Complete the following:
(1) Answer these from the account of the Balangiga attack:
(a) What weapons had been hidden in the empty coffins?
(b) How many of the attackers were killed?
(c) Who led the party of volunteers back to Balangiga the next day?
(2) Carry the account of the Balangiga attack forward from its last sentence.

Document passage:
At 6:20, one of the sentries was crossing the town plaza on his way to his post when he encountered Police Chief Abanador, who suddenly wrenched his rifle away from him and slammed the butt into his head. As the sentry fell and Abanador shouted a signal, the church bells began tolling, and guerrillas armed with bolos (a long machetelike knife, the guerrilla’s weapon of choice), which had been secreted in the otherwise empty coffins, poured out of the sanctuary and a contingent raced toward the convent. Men who had been pressed into work at various public works projects drew concealed weapons and set upon the soldiers. Others joining in the slaughter hastened to the plaza from barrios just outside town. Few of the soldiers were able to retrieve their rifles. Those who did had to fight off swarms of attackers and suffered multiple wounds to their extremities from slashing bolos.
After an hour of hand-to-hand fighting, most soldiers having no other weapons than their fists or an iron pan or a chair leg they used for a club, the Americans who managed to retrieve their rifles and revolvers drove off their attackers, who got away with most of the company’s weapons and ammunition. By then forty-four soldiers were dead or dying, twenty-two others were seriously wounded, and four men were missing. Their assailants had lost twenty-eight killed. The bodies of all three officers were found hacked to pieces. Two had been killed in their rooms. Captain Connell had managed to escape the convent but had died in the plaza. Only a few soldiers were able-bodied by the time they set off with the wounded in canoes. They paddled several hours until they reached Basey, another southern coast port, where Company G of the 9th Infantry was based.
The next day Company G’s commander, Captain Edwin Bookmiller, led a party of volunteers back to Balangiga, hauling a Gatling gun and a Hotchkiss field artillery piece with them. They found the bodies of the fallen Americans strewn about the plaza. All had been mutilated. Captain Connell had been beheaded. The soldiers had interrupted a funeral in progress for the Filipino dead. Bookmiller had his soldiers round up twenty local men, who were ordered to haul the Filipino bodies out of the uncovered graves and replace them with the American dead. After presiding over a brief graveside service for the Americans, Bookmiller had the Filipino dead piled in a heap and burned. Then he ordered the town put to the torch and handed over the Filipino gravediggers to survivors of Company C, who shot them dead. Later that day Bookmiller wired a report to Manila: “Buried dead, burned town, returned Basey.”

Recorded information:

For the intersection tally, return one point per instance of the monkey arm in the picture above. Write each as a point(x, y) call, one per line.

Responses per task:
(1)
(a) Bolos, long machetelike knives.
(b) Twenty-eight.
(c) Captain Edwin Bookmiller, commander of Company G.

(2)
That was not sufficient retaliation, however, for Adna Chaffee. The 9th Infantry had served under him in China, and he meant to avenge it. He blamed the ambush on the “false humanitarianism” and “soft mollycoddling of treacherous natives” practiced by his predecessor, MacArthur, and Chaffee’s civilian rival in Manila, Taft. Nor was it enough for most Americans, who regarded the massacre at Balangiga as the most notorious military disaster since the massacre at the Little Bighorn. Nor did it placate their new president, Roosevelt, sworn into office two weeks earlier after McKinley succumbed to the two gunshot wounds in his stomach he had received from the anarchist Leon Czolgosz. Roosevelt was close to Taft and might have shared at least some of Taft’s concern that the harsh tactics advocated by Chaffee would prove counterproductive. But he couldn’t afford to let the war he had been repeatedly assured was over drag on and claim more American casualties. He ordered Chaffee to employ “in unmistakable terms” the “most stern measures to pacify Samar,” which Chaffee was prepared to do with celerity and with the help of his old friend Jacob Smith. Chaffee recalled Smith from Luzon, handed him his star as a newly promoted brigadier, and ordered him to Samar to “get the savage island under control.”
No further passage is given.